#### Source document
"""
Friday 21 May 2010

The Tower's tumbling

For my mum and her special affinity with words

A few Shouts back I wrote about the blight of the Brown and Root Tower that confronts me on my journey to and from home. It may be coincidence (I’d prefer not to think of it like that) or timeliness (I prefer this) but the Tower has been condemned for demolition. The grim industrial grey coiling car park is already being bulldozed. Half of it has been drilled through, leaving iron tendrils clutching onto the emptiness like flailing entrails from a body sawn down the middle. Light now filters in that empty half; not quite candescently but promisingly.

If you would indulge me I’d like to muse here on the timeliness of tumbling towers – those many conscious or unconscious blocks in our lives that we perceive are finally coming down. I don’t like to call this coincidence because spiritually I find this a cop out. It’s too easy. Anything that is momentous in our life, I feel, deserve a moment of our contemplation, a reflecting (that annoying ‘thinking too much’ of which I’m sometimes accused) on the experience.

My mum uses ‘affirmations’ for everything. I don’t mean neurotically – but it’s part of the way she expresses her very individual spirituality. ‘Words’, she says, ‘have “moulding powers.”’ You utter or chant your conviction (otherwise meditation) – a wilful intent to bring into effect something that benefits your journey. This ‘benefit’, rather than its association with materiality is a kind of alignment with a deeper purpose. Affirmations are the meditative expressions that realign us with a greater awareness of who we are; where we are, what we want to do/be and how to step rightfully along our path.

I confess - lest you think me a charlatan- that I’ve not always used the affirmations (and I can’t tell you how many of these I’ve typed for my mum); at least not in the way and with the same consistency as my mum. Instead I have written things down (one of my nieces teases me about writing lists) as a way of settling some issue. When the writing’s over I feel a kind of liberation from the troubling experience. It’s better, I think, than allowing the issue to foment into a Tower. This strategy sometimes seems cowardly – the confrontation is done on a page not necessarily with the direct object. Letters sometimes get posted (another of my mum’s teachings) to the Universe asking for someone’s forgiveness or forgiving them. It’s a way of releasing the situation, she tells me.

So I wrote about the Brown and Root Tower, that pervasive monstrosity that darkens the light of my journey. I like to think my writing was an unconscious affirmation that hurried the process of the Tower’s demolition. “Divine Order and Divine Timing,” are mum’s favourite words. Nothing happens through pressure or force. Ever notice sometimes that when you try to force things they don’t happen? That’s not to say they won’t or that they aren’t meant to. I have a three strike mental policy. If I have to try something more than three times I feel I’m forcing it. This was tested the other week. I tried to get to an event my friend had invited me to. Obstacles were hurled from every angle like those computer games my nephews play making me eventually late. Vexed, I enforced the three strike rule and decided to abandon the event. My friend called and persuaded me to turn round (I was nearly home!) and try again. The way she saw it was that I was ‘meant’ to attend the event and I was being somehow challenged. Though later than any self-respecting African should admit these days I went along and got much from the second part.
"""
Reproduce word for word the stretch of the Brown and Root Tower post that begins with "For my mum and" and ends after "candescently but promisingly.".

#### Entries
"""
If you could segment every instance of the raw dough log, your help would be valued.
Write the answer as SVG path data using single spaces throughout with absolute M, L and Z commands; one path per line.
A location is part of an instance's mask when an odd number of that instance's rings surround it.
"""
"""
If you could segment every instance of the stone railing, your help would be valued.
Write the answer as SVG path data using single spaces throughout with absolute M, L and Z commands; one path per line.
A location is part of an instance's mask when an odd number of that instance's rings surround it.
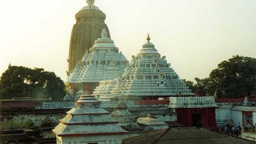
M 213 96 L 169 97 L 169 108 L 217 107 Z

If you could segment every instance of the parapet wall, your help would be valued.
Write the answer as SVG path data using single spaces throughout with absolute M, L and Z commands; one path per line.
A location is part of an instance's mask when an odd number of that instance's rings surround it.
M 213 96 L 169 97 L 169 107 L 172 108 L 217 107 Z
"""
#### Task result
For my mum and her special affinity with words

A few Shouts back I wrote about the blight of the Brown and Root Tower that confronts me on my journey to and from home. It may be coincidence (I’d prefer not to think of it like that) or timeliness (I prefer this) but the Tower has been condemned for demolition. The grim industrial grey coiling car park is already being bulldozed. Half of it has been drilled through, leaving iron tendrils clutching onto the emptiness like flailing entrails from a body sawn down the middle. Light now filters in that empty half; not quite candescently but promisingly.